### WHAT THE TASK REQUIRES
Return the line containing "the form [327,618]." and all lines after it exactly; stop at the end of the material.

── EXTRACTED INFORMATION ──

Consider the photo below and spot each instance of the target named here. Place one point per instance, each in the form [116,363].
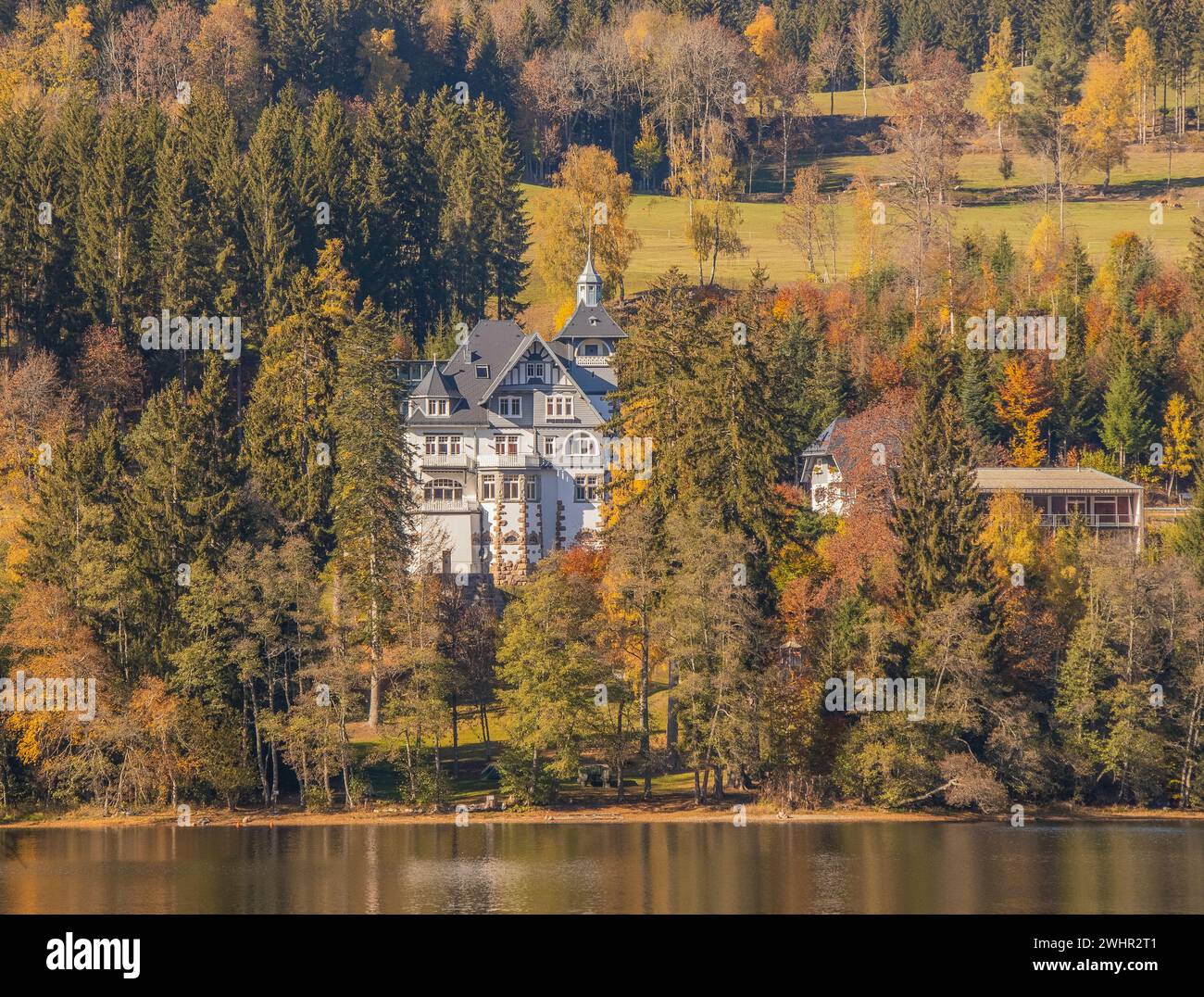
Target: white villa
[506,435]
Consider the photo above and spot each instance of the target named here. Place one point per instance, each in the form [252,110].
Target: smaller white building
[507,436]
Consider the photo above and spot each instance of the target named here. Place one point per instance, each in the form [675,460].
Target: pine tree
[288,429]
[272,212]
[374,486]
[975,394]
[183,507]
[939,511]
[76,534]
[1124,426]
[508,233]
[330,148]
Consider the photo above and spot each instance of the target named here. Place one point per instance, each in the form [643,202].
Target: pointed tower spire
[589,284]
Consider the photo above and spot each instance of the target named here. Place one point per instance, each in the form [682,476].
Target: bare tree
[827,57]
[787,80]
[866,40]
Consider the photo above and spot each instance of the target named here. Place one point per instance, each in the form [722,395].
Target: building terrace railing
[1090,519]
[448,461]
[449,505]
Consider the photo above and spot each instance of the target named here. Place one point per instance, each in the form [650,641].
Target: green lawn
[987,202]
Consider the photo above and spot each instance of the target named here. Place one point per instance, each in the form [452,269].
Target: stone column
[520,567]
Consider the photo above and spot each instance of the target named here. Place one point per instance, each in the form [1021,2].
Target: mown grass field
[986,202]
[473,784]
[1014,206]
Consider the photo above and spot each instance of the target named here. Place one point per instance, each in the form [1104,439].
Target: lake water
[637,868]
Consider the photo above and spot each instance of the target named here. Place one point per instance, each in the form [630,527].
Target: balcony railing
[1088,519]
[450,505]
[509,461]
[448,461]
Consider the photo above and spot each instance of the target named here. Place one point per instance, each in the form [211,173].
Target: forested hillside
[225,533]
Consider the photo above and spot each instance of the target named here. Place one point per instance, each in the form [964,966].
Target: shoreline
[663,812]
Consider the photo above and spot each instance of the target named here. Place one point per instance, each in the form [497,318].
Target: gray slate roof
[590,322]
[496,345]
[1070,481]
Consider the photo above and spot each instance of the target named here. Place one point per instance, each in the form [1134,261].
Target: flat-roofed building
[1104,501]
[834,473]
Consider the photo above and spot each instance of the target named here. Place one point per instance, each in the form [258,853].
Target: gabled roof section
[516,358]
[436,385]
[490,344]
[590,322]
[825,443]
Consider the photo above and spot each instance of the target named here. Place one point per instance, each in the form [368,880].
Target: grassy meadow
[985,201]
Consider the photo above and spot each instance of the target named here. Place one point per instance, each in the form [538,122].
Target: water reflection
[821,867]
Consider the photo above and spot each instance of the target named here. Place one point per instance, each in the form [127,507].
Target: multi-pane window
[581,445]
[558,406]
[444,446]
[444,490]
[586,487]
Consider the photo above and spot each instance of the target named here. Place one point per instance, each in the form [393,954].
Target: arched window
[442,490]
[581,445]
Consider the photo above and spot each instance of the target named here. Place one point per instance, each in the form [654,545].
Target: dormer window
[558,406]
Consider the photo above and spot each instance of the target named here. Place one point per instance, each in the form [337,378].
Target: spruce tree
[374,486]
[115,217]
[289,436]
[1124,426]
[938,509]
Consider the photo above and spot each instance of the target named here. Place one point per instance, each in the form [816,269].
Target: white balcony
[445,461]
[528,461]
[437,506]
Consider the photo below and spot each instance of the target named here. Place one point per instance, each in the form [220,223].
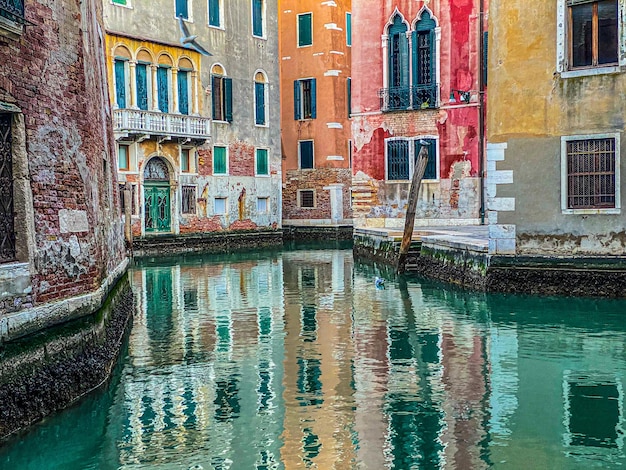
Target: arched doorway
[157,204]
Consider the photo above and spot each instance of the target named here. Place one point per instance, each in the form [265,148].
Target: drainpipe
[481,108]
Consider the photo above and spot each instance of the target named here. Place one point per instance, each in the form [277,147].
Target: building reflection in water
[299,361]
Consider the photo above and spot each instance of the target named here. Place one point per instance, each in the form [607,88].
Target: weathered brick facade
[68,233]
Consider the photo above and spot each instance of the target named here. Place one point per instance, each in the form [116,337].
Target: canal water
[297,359]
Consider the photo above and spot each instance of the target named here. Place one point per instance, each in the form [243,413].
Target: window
[219,206]
[402,154]
[306,198]
[182,9]
[305,29]
[185,160]
[305,154]
[123,157]
[120,83]
[163,88]
[262,163]
[215,9]
[7,216]
[220,166]
[593,28]
[304,99]
[183,92]
[222,95]
[262,205]
[141,81]
[257,17]
[590,172]
[260,111]
[133,198]
[188,200]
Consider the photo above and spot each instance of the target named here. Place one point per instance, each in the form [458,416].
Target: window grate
[591,174]
[189,200]
[7,223]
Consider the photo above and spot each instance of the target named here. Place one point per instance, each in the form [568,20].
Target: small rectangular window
[220,206]
[123,157]
[305,29]
[305,153]
[188,199]
[262,205]
[593,38]
[262,164]
[591,173]
[185,161]
[306,198]
[219,161]
[305,106]
[214,13]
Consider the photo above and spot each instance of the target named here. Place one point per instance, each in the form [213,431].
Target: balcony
[154,123]
[403,98]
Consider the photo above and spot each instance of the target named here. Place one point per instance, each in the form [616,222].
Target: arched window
[222,94]
[260,108]
[424,63]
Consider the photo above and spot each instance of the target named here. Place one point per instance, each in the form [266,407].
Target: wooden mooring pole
[416,182]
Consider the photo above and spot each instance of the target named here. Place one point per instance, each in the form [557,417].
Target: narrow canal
[296,359]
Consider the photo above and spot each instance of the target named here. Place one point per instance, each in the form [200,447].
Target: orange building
[315,57]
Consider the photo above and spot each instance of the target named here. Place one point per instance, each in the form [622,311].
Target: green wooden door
[157,208]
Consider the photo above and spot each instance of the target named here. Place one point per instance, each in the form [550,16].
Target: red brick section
[57,78]
[315,179]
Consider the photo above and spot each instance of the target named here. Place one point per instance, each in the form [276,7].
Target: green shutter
[297,100]
[259,101]
[183,92]
[120,84]
[228,102]
[142,86]
[219,160]
[305,30]
[214,12]
[261,162]
[313,100]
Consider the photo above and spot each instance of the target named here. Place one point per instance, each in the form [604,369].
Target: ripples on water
[298,360]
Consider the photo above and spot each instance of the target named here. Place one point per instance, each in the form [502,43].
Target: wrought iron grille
[398,159]
[7,223]
[415,97]
[189,200]
[12,10]
[591,174]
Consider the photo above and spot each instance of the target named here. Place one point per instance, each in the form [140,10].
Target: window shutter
[297,100]
[183,93]
[228,105]
[181,9]
[313,100]
[214,12]
[120,84]
[163,90]
[142,86]
[259,100]
[305,36]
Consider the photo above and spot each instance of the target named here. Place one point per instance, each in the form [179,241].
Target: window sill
[590,72]
[612,211]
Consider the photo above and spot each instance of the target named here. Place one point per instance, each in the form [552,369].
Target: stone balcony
[139,123]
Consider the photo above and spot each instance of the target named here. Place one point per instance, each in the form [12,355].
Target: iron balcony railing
[12,10]
[156,123]
[415,97]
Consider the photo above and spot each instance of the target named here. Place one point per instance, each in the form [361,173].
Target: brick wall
[57,78]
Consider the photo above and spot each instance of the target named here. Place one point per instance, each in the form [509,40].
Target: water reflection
[297,360]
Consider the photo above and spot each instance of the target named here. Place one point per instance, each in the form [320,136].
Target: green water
[296,359]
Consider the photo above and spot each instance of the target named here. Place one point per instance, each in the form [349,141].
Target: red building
[417,74]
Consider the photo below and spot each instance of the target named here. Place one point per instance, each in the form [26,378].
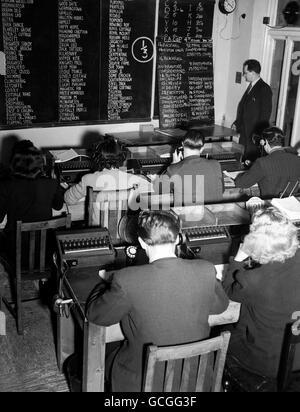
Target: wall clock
[227,6]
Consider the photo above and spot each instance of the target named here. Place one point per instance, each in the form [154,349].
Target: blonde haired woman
[265,277]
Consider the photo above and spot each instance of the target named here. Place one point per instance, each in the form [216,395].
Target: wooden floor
[28,362]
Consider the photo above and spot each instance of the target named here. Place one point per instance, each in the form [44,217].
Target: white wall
[245,40]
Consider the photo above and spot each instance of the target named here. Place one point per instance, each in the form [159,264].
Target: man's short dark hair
[193,139]
[274,136]
[108,153]
[253,66]
[27,160]
[158,227]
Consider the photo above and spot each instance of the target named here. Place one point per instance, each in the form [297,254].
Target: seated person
[199,180]
[108,157]
[275,173]
[268,287]
[165,302]
[26,194]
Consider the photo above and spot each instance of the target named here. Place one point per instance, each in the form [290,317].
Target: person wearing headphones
[165,302]
[276,174]
[188,166]
[109,158]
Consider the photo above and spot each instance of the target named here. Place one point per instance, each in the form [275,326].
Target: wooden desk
[95,337]
[169,136]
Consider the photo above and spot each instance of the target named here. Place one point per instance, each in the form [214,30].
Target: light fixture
[291,12]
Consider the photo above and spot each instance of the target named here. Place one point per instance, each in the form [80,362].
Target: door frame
[289,35]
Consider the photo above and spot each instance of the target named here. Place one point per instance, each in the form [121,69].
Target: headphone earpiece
[263,142]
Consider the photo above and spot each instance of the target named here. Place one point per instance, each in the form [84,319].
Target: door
[284,81]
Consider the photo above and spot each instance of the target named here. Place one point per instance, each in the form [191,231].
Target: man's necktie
[249,88]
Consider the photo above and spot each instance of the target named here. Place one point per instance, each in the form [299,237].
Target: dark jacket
[166,302]
[269,294]
[253,115]
[272,173]
[196,166]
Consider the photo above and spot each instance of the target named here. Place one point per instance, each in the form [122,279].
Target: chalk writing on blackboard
[185,82]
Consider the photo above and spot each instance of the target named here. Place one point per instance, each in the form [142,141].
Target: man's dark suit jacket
[269,295]
[166,302]
[197,166]
[272,173]
[253,115]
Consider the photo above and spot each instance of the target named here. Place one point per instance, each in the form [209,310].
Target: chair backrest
[36,242]
[291,340]
[106,208]
[210,357]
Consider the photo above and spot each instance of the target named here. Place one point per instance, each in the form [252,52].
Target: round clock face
[227,6]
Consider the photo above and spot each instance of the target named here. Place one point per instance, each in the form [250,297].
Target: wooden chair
[210,353]
[286,372]
[106,209]
[31,259]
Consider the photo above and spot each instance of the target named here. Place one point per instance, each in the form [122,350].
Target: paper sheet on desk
[232,175]
[221,270]
[64,155]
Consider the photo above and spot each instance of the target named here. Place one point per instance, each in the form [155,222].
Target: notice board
[69,62]
[185,83]
[75,61]
[184,90]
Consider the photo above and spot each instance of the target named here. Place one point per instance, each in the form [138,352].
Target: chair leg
[19,309]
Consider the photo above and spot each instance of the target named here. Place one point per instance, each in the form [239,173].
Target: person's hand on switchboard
[64,185]
[177,156]
[228,174]
[241,254]
[233,126]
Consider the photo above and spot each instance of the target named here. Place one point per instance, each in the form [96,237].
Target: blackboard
[185,82]
[75,61]
[182,21]
[185,19]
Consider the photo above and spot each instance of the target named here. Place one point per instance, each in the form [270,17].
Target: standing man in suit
[165,302]
[254,109]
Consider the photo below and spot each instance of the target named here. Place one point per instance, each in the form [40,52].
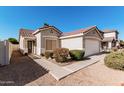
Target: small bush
[48,54]
[42,54]
[115,60]
[61,54]
[77,54]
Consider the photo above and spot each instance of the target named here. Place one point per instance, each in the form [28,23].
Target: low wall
[6,50]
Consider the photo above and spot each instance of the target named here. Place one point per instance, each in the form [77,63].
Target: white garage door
[91,47]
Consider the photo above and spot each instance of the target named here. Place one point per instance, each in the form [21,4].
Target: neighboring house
[48,38]
[110,39]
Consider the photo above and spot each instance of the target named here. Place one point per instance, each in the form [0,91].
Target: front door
[29,46]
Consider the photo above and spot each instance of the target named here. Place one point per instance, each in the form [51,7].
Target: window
[50,44]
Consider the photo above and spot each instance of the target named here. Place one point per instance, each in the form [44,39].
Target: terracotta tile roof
[109,31]
[26,33]
[108,39]
[78,31]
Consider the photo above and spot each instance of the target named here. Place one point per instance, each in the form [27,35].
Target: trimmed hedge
[48,54]
[61,54]
[115,60]
[77,54]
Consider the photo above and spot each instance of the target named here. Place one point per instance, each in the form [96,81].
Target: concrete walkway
[59,72]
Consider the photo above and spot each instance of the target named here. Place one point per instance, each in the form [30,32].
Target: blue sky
[64,18]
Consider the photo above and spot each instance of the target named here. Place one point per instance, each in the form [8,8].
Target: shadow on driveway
[21,71]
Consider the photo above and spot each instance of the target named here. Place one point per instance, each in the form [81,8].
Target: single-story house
[48,38]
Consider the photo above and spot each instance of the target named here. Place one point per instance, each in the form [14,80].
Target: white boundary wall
[6,49]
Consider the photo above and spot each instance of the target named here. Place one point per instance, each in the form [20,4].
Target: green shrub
[49,54]
[42,54]
[61,54]
[114,49]
[115,60]
[77,54]
[13,40]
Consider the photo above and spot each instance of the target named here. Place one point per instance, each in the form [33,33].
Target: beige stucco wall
[112,34]
[72,43]
[41,38]
[38,43]
[6,50]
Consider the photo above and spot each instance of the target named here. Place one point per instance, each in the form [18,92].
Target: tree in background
[121,43]
[13,40]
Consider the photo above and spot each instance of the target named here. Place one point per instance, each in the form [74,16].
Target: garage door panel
[91,47]
[72,43]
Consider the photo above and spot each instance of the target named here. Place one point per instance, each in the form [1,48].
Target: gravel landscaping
[24,71]
[21,71]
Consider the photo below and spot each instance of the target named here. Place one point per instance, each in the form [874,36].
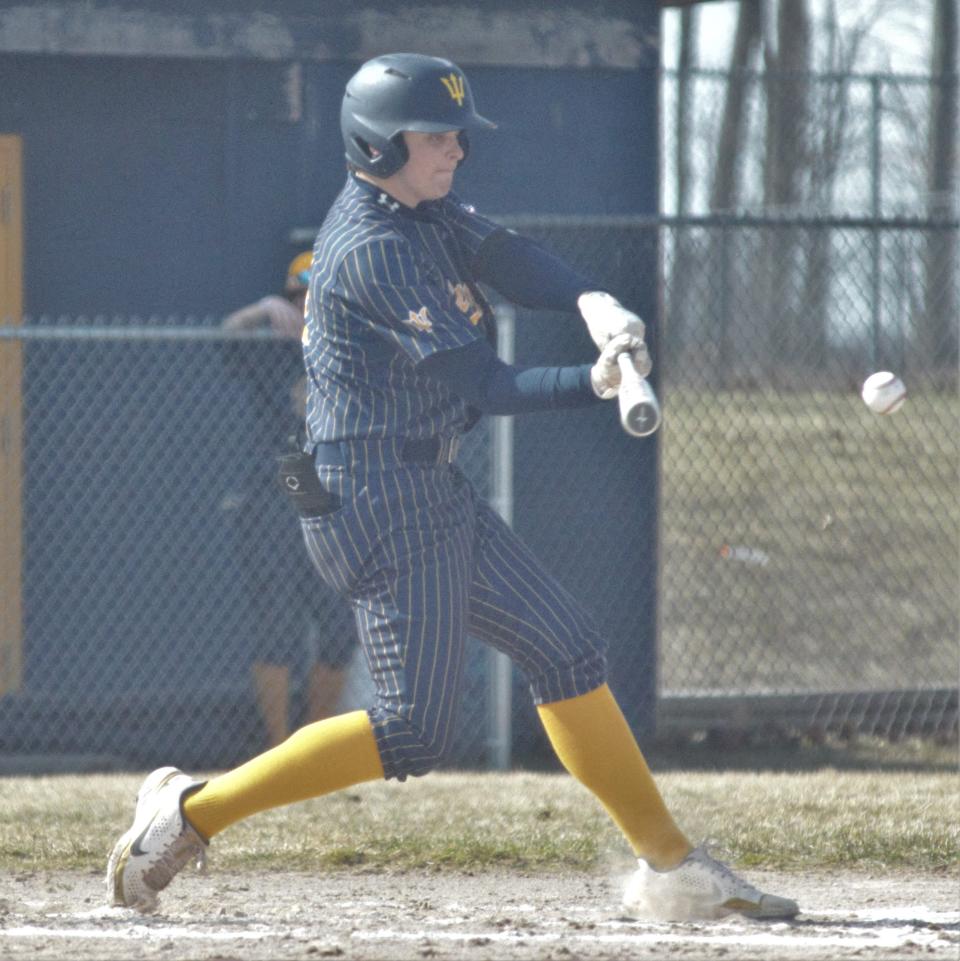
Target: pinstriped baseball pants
[425,562]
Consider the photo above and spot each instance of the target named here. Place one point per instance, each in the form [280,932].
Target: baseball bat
[639,408]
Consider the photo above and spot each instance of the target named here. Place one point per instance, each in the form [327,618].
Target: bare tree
[937,323]
[724,193]
[786,160]
[725,189]
[678,320]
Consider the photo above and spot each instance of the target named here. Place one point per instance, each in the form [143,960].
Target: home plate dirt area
[482,915]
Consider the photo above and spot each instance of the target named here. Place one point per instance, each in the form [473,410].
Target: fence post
[500,666]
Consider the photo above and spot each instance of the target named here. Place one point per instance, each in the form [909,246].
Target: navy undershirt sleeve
[485,382]
[528,274]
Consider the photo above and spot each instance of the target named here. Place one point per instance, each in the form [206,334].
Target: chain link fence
[809,551]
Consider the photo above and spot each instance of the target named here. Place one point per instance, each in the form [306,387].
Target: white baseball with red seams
[883,392]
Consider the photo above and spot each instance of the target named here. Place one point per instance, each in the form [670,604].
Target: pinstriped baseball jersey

───

### RESULT
Consider the photo above and spot each instance of the target named here. Place one point per instance, each in the form [327,618].
Target: bare tree
[937,323]
[724,193]
[786,160]
[725,189]
[678,320]
Consider the photo above and spot each instance of the target named here. Place one point per instance, each in the form [143,960].
Target: home plate dirt area
[482,915]
Consider the photo above and spot each instance of the target named here. Place one point per instance, each in the form [473,410].
Target: fence post
[500,666]
Consider the photo above and spot each instance of the target named here. Place one point per instance, each in the form [909,246].
Target: navy undershirt sleeve
[485,382]
[528,274]
Consider the photo above and spot each instance of the target named here. Place one point per instance, each in the form [206,334].
Target: chain link fence
[809,551]
Consider the photo above and spot each instance of the target named here. Place one point per instance, each in the form [306,387].
Target: white baseball with red seams
[883,392]
Consider the photo above and spot each instance of the target named here. Place one point per instance, each in the form [670,604].
Target: pinstriped baseball jersey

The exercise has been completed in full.